§ PAGE EXCERPT
%%

Kinematics/Mechanics

Question 1

the big 5 equations

Answer 1

1) d = vit + 1/2at^2
2) d = vft - 1/2at^2
3) vf^2 = Vi^2 + 2ad
4) vf = vi + at
5) d = 1/2 (vf+vi) t

Question 2

equations for projectile motion (horizontal)

Answer 2

displacement: d=v•t
velocity: vf=vi (constant), vx=vcosθ
acceleration: a=0

Question 3

equations for projectile motion (vertical)

Answer 3

displacement: d=vit + 1/2 at^2 (in y plane)
velocity: vf = vi + (at) (in y plane), vy=vsinθ
acceleration: a= -g

Question 4

Newton’s first law

Answer 4

If an object is at rest or moving with a constant velocity, the object will remain doing so unless acted upon by a net force.
no Fnet = no a

Question 5

Newton’s second law (Fnet)

Answer 5

Fnet = ma

Question 6

Newton’s third law

Answer 6

F1on2 = -F2on1

- for action reaction pairs to be valid, they cannot be acting on the same object (ie can’t be Fnormal and Fg)

Question 7

weight

Answer 7

w=mg

Question 8

Newton’s law of gravitation

Answer 8

Fgrav = G Mm/r^2

Question 9

formula for gravity (on any given planet)

Answer 9

g = GM/r^2

Question 10

Kinetic friction

Answer 10

Fk = μk•Fn

- note Fn is magnitude, not vector

Question 11

Static friction

Answer 11

Maximum value Fs = μs•Fn

- always greater than Fk

Question 12

force of gravity acting parallel/perpendicular to an inclined plane

Answer 12

parallel: Fg = mgsinθ
perpendicular: Fg = mgcosθ

Question 13

μs for inclined plane

Answer 13

μs ≥ tanθ

Question 14

how to find Ft for pulley systems

Answer 14

Ft = mg/(#of strings-1)

Question 15

centre of mass formula

Answer 15

xcm = m1•x1 + m2•x2 … / m1 + m2 …

- must chose a reference point for x

Question 16

centre of gravity formula

Answer 16

xCG = w1•x1 + w2•x2 … / w1 + w2 …

- must chose a reference point for x

Question 17

centripetal acceleration formula

Answer 17

ac = v^2/r

Question 18

centripetal force formula

Answer 18

Fc = m•ac = m•v^2/r

Question 19

torque (2 formulae)

Answer 19

1) τ = rFsinθ (if at 90º, just rF)

%%

(Stored data)
%%

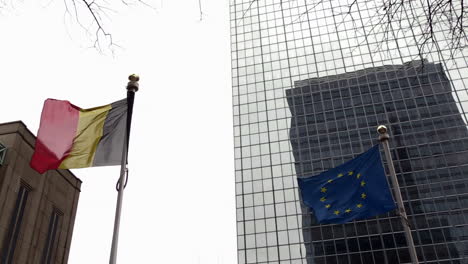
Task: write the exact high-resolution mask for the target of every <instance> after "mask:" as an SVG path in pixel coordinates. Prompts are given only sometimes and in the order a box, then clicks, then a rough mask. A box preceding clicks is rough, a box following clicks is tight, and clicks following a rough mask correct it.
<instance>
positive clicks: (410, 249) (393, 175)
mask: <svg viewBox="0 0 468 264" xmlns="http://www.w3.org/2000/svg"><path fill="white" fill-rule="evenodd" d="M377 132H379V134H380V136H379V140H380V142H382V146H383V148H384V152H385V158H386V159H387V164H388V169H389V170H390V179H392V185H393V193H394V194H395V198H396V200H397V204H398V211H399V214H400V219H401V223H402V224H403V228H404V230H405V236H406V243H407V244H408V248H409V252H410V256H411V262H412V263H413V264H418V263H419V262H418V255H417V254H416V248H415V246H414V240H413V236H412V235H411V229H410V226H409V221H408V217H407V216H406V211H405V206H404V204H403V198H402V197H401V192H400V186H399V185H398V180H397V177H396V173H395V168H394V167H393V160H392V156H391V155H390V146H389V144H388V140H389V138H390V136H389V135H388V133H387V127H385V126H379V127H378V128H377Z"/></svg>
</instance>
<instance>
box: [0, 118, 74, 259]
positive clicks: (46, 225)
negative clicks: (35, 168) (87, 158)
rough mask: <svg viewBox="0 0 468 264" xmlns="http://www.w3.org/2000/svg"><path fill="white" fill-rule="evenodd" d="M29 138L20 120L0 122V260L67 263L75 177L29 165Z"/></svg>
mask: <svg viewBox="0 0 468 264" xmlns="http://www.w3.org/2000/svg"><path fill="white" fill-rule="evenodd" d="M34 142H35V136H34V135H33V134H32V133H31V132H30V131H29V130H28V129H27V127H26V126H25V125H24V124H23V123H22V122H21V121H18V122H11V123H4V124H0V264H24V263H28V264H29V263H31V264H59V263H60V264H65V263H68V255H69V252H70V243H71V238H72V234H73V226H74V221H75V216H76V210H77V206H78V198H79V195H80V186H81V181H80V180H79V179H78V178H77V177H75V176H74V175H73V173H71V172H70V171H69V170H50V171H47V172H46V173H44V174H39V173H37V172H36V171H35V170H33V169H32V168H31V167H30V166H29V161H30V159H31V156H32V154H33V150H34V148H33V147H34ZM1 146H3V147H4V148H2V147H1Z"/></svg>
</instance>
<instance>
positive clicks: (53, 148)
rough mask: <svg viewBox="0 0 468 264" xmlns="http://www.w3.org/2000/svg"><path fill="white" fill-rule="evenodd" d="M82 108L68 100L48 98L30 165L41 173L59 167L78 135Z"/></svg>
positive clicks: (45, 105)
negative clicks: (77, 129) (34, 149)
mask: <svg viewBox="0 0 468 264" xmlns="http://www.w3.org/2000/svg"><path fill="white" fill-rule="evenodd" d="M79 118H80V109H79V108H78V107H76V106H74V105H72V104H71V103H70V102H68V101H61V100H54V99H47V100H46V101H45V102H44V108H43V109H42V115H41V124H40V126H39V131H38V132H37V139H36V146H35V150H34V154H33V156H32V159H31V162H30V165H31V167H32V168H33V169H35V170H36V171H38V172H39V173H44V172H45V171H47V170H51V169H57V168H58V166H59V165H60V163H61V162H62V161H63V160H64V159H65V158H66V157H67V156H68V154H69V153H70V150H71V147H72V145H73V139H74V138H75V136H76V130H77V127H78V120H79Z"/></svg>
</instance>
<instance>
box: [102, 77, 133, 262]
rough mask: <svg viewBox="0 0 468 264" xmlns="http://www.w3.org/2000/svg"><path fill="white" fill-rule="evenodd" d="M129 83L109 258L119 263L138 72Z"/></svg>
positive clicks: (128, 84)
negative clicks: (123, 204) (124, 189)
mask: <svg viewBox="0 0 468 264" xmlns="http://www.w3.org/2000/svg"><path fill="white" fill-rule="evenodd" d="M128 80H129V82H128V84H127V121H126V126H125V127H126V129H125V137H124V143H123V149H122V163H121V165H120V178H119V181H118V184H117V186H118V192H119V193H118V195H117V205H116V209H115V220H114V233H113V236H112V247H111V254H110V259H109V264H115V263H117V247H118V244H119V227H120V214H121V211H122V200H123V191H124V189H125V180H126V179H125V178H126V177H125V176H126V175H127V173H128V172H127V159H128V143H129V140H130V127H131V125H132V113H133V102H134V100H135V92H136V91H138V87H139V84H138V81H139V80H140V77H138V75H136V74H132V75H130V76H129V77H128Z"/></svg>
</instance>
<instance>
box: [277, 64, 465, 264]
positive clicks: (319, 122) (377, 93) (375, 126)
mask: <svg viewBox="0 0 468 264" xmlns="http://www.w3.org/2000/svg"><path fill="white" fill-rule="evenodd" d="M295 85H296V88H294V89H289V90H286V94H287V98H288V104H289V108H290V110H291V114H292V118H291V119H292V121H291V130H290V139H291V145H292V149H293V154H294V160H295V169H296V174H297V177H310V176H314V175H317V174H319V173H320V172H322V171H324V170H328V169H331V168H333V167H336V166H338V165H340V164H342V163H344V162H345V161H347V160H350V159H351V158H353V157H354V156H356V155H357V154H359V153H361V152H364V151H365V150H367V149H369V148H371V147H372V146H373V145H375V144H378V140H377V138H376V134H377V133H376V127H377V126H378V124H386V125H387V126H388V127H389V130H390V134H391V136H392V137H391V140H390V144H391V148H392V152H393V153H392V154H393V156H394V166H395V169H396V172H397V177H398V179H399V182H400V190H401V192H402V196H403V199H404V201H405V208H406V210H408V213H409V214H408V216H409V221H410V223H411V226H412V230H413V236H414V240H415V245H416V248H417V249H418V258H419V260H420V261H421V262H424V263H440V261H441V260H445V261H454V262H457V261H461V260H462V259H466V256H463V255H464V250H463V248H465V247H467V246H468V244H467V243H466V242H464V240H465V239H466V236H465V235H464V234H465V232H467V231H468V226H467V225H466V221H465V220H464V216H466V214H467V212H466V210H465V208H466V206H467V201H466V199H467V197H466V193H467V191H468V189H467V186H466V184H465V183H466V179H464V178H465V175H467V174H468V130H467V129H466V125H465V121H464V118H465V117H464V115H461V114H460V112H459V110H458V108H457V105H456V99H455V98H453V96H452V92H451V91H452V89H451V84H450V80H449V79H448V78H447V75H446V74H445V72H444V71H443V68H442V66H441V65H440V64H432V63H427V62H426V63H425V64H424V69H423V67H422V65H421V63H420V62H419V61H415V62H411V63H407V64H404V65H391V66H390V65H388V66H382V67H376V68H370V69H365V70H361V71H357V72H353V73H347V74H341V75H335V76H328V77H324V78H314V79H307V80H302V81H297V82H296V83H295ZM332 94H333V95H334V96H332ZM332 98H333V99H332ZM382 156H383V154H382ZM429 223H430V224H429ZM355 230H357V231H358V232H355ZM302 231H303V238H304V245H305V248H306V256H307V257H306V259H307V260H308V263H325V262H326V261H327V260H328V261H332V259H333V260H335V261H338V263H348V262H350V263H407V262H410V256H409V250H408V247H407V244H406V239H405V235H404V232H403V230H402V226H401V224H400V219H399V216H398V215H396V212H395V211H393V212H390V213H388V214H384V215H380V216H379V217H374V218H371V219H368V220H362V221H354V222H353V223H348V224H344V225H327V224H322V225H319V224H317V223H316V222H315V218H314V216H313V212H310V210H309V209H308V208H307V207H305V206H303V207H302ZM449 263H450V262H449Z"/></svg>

%%
%%

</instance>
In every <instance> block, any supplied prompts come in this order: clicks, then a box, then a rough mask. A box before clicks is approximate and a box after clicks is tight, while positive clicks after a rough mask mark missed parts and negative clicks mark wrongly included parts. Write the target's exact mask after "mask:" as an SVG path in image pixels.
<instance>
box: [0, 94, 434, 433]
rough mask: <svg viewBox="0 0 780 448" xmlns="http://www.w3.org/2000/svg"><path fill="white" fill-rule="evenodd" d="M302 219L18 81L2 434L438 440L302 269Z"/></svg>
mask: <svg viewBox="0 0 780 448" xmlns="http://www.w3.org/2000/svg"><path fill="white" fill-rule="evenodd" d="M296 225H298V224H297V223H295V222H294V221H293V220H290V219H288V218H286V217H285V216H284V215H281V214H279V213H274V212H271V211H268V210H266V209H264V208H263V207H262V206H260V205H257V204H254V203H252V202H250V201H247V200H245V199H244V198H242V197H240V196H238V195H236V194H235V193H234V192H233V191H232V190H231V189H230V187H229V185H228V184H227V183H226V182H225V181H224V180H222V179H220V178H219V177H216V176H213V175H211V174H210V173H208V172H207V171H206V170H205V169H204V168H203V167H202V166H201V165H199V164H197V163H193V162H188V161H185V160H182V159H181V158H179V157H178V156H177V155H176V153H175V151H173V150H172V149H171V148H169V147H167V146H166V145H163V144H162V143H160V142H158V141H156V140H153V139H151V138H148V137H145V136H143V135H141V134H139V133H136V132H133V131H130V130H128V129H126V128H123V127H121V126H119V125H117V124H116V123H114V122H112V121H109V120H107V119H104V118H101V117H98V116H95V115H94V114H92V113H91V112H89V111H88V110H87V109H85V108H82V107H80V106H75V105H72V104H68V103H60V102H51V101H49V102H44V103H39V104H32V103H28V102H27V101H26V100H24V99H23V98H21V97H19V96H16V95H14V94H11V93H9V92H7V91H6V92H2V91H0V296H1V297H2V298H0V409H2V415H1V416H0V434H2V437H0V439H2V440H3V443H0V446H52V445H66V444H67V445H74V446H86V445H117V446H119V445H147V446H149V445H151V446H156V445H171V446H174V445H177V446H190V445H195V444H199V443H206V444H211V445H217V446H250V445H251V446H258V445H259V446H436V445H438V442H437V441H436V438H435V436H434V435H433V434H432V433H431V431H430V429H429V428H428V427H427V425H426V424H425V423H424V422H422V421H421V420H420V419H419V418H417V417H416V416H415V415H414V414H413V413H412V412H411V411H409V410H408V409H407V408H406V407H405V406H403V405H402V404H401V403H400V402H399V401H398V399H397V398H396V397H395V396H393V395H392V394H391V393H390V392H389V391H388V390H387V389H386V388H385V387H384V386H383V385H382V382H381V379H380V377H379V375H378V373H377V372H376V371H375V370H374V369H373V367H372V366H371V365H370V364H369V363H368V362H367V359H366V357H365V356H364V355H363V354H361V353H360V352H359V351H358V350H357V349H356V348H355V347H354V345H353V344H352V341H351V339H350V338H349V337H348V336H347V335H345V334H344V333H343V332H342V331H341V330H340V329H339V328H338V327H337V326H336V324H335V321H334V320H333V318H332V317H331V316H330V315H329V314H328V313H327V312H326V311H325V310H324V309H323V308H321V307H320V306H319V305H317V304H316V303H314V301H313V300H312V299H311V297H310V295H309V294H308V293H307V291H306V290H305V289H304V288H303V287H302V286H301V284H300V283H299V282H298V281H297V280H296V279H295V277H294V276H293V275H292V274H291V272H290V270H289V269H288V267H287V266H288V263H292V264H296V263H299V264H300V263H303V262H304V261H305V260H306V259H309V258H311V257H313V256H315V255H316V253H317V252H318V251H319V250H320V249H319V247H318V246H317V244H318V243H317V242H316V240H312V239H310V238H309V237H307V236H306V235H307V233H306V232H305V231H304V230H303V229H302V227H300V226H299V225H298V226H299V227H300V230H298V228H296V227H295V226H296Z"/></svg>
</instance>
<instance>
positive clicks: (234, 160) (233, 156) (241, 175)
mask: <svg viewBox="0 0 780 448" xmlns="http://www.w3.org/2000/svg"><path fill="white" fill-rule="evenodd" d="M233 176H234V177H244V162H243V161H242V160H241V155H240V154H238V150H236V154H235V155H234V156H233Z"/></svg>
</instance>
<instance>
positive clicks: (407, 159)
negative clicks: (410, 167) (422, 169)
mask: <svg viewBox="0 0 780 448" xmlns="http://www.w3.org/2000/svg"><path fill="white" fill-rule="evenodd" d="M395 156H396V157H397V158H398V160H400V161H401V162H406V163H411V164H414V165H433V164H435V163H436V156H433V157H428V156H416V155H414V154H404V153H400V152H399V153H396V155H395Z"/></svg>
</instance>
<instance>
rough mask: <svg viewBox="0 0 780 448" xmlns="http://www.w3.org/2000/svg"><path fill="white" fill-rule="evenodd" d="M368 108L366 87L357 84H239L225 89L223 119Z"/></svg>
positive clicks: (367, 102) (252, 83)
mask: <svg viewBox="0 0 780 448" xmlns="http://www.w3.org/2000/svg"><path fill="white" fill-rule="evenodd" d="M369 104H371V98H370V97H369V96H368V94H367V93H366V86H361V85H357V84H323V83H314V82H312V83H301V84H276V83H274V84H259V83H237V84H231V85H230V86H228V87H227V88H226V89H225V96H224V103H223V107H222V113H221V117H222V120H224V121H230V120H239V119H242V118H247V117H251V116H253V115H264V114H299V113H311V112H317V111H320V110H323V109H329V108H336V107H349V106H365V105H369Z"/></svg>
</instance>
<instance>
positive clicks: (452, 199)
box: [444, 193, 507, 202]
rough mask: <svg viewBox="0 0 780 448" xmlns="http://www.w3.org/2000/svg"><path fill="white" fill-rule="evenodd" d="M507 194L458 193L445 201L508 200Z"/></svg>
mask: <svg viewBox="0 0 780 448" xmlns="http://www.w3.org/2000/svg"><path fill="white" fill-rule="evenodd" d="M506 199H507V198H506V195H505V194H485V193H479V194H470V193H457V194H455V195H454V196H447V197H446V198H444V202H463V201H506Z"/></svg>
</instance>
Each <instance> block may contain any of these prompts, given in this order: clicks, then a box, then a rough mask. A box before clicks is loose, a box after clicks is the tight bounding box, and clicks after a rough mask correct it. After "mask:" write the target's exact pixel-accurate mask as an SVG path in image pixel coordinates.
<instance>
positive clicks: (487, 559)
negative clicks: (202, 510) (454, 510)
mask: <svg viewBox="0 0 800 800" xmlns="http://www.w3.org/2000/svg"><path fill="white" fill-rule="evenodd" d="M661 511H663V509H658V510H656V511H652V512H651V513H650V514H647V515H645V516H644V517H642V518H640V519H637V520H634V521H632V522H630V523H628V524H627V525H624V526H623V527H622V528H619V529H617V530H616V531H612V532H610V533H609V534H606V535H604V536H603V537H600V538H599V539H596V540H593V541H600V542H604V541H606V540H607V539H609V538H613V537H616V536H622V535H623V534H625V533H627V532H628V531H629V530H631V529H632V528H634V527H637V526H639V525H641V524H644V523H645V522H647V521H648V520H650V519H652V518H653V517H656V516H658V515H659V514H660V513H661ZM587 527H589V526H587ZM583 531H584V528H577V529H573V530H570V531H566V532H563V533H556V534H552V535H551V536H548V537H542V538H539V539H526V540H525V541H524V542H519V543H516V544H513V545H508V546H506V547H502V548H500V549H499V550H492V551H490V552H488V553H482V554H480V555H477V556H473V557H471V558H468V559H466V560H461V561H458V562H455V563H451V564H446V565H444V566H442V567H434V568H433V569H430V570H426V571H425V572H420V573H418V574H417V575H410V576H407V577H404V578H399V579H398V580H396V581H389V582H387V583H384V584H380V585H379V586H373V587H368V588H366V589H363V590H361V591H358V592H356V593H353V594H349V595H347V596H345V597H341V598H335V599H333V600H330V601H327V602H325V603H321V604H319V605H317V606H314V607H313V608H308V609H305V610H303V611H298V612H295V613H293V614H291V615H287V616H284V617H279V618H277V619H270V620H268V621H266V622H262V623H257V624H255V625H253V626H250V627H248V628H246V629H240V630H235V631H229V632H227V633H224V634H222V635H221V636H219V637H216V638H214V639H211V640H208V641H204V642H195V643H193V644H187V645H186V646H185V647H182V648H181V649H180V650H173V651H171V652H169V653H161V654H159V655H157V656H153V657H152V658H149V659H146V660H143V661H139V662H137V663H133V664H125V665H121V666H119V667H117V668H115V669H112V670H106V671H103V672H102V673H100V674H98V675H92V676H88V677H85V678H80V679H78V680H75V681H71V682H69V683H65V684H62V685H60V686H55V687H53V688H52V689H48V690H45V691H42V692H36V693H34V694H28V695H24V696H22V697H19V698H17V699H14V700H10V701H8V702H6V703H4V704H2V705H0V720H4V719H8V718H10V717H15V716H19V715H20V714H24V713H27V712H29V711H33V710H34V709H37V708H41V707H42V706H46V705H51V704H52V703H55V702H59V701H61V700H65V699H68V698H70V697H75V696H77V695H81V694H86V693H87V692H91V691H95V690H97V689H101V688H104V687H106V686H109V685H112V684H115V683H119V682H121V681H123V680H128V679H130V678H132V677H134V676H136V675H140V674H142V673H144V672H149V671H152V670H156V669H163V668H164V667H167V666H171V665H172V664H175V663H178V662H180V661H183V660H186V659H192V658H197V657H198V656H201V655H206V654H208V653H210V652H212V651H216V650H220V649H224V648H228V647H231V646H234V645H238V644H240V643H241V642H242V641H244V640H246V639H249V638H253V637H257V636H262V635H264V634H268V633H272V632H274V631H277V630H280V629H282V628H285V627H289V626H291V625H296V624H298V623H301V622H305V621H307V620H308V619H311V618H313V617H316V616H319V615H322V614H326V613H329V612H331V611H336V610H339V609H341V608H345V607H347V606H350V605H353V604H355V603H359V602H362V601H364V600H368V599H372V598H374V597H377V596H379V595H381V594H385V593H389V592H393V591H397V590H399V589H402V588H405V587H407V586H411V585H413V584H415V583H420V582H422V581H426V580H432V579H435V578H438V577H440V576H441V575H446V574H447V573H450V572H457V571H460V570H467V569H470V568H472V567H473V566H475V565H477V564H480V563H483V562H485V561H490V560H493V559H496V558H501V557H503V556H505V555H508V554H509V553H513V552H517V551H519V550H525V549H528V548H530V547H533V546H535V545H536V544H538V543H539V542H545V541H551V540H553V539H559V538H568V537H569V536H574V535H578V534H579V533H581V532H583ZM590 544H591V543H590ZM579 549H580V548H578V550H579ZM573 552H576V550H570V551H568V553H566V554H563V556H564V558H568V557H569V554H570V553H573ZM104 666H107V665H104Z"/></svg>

%%
%%

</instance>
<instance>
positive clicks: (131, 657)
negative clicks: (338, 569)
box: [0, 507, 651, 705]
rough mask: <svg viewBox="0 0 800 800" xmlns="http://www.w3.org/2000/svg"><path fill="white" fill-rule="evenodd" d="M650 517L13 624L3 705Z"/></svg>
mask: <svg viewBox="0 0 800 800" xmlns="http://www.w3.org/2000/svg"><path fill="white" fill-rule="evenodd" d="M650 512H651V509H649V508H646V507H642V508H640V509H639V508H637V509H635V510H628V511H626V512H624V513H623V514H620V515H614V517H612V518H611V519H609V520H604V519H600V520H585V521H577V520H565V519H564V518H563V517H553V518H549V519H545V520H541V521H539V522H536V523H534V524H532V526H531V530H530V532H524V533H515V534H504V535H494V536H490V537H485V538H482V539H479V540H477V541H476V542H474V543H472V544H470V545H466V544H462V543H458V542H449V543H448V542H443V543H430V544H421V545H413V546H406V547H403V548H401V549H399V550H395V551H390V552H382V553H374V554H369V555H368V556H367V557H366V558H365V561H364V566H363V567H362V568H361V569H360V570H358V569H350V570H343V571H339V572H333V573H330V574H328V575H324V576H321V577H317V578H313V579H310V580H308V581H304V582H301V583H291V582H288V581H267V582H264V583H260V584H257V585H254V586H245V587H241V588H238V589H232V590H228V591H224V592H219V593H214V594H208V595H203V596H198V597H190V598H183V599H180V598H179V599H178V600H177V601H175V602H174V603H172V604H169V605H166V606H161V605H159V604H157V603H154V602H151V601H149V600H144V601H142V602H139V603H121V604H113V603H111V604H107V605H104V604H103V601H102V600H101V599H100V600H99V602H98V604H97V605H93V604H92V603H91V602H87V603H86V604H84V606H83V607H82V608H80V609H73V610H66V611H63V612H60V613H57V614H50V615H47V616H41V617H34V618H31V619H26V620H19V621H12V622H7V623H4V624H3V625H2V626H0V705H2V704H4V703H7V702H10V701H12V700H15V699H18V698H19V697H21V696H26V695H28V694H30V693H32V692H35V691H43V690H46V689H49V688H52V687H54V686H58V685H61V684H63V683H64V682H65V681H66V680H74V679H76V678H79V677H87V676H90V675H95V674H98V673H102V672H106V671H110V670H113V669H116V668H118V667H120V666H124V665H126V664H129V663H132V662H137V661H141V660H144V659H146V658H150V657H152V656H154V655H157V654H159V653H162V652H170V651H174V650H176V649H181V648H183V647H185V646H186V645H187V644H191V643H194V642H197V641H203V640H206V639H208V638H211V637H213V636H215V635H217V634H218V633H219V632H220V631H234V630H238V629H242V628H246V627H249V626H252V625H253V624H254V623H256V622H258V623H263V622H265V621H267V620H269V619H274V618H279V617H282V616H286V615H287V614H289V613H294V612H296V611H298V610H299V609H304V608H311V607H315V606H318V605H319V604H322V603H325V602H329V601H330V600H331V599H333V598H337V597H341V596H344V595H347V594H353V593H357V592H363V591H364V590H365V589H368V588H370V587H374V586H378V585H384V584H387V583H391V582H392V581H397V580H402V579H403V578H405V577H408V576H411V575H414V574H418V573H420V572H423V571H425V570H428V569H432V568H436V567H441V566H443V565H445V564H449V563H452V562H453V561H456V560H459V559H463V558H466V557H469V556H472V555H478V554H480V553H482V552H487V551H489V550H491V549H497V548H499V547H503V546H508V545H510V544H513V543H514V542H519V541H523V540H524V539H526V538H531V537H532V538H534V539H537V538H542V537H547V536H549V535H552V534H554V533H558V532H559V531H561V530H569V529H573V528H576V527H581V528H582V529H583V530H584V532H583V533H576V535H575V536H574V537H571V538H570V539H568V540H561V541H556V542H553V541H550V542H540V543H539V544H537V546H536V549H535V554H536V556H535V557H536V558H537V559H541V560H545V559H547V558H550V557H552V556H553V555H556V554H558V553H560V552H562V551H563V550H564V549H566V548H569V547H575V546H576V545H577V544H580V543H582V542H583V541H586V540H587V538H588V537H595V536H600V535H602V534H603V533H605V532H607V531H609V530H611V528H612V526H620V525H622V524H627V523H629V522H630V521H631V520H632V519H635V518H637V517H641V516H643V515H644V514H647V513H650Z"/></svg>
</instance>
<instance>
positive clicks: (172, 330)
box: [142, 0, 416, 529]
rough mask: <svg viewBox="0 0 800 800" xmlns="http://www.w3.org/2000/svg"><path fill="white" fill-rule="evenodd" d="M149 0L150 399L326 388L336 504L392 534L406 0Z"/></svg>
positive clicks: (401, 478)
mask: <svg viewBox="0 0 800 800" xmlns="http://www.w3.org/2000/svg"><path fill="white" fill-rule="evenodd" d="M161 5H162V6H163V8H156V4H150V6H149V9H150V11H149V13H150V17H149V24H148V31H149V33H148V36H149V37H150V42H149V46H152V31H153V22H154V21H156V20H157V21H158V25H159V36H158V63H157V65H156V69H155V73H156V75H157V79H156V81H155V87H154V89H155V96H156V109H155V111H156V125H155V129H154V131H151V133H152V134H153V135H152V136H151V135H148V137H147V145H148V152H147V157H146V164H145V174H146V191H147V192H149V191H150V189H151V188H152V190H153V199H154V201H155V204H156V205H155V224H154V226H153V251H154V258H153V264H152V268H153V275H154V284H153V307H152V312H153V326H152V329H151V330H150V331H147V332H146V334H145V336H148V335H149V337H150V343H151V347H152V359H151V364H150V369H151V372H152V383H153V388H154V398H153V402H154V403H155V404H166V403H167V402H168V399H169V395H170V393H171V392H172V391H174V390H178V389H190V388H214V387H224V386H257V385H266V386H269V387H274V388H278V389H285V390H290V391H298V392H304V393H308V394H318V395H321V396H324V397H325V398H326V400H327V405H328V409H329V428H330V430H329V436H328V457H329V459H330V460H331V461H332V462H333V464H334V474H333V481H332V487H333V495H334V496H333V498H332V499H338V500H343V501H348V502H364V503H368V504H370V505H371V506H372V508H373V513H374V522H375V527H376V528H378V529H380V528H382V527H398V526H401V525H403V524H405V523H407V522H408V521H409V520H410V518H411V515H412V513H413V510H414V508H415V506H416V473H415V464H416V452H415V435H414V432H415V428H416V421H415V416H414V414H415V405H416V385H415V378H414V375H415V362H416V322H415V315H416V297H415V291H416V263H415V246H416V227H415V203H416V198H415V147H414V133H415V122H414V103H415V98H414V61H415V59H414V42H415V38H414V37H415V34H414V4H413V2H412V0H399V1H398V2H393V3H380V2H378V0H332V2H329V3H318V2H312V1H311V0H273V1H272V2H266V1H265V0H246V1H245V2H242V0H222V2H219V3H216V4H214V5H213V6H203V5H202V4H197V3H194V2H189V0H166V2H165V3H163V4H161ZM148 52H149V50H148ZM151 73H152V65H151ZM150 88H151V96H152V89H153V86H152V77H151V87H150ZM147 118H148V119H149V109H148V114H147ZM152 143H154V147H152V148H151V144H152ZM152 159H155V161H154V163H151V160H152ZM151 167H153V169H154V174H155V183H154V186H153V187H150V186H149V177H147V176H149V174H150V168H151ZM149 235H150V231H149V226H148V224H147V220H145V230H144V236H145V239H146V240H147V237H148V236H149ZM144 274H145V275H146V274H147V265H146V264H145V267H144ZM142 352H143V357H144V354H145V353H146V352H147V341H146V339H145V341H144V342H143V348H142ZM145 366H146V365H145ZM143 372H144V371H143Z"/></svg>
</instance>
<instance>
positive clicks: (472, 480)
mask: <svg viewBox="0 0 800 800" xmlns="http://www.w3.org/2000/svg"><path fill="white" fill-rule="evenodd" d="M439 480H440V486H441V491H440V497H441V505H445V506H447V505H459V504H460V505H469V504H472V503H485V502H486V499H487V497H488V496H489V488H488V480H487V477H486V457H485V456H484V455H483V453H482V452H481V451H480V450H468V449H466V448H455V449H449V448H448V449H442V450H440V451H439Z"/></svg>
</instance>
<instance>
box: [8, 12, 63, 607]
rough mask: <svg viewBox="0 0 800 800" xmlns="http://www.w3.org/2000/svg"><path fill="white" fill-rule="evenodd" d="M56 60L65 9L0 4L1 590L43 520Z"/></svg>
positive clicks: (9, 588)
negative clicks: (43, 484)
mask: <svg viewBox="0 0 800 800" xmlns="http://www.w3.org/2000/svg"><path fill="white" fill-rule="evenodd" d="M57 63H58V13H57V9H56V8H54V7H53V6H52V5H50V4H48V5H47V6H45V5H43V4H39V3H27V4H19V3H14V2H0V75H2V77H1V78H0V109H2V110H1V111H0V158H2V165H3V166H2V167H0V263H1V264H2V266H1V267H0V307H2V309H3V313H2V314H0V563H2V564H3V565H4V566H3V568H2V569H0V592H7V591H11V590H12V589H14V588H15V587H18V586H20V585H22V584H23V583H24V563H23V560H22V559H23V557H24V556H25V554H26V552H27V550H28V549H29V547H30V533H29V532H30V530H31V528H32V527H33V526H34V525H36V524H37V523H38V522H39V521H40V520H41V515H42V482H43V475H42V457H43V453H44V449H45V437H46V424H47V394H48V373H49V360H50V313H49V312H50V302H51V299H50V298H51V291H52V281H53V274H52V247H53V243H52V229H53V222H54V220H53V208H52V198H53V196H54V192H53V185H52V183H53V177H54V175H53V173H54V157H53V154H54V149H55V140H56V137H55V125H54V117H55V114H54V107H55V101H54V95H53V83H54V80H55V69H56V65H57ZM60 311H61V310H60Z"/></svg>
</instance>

%%

§ EXERCISE
On the mechanics page above, what condition must action-reaction pairs meet to be valid?

§ EXERCISE OUTPUT
They cannot be acting on the same object.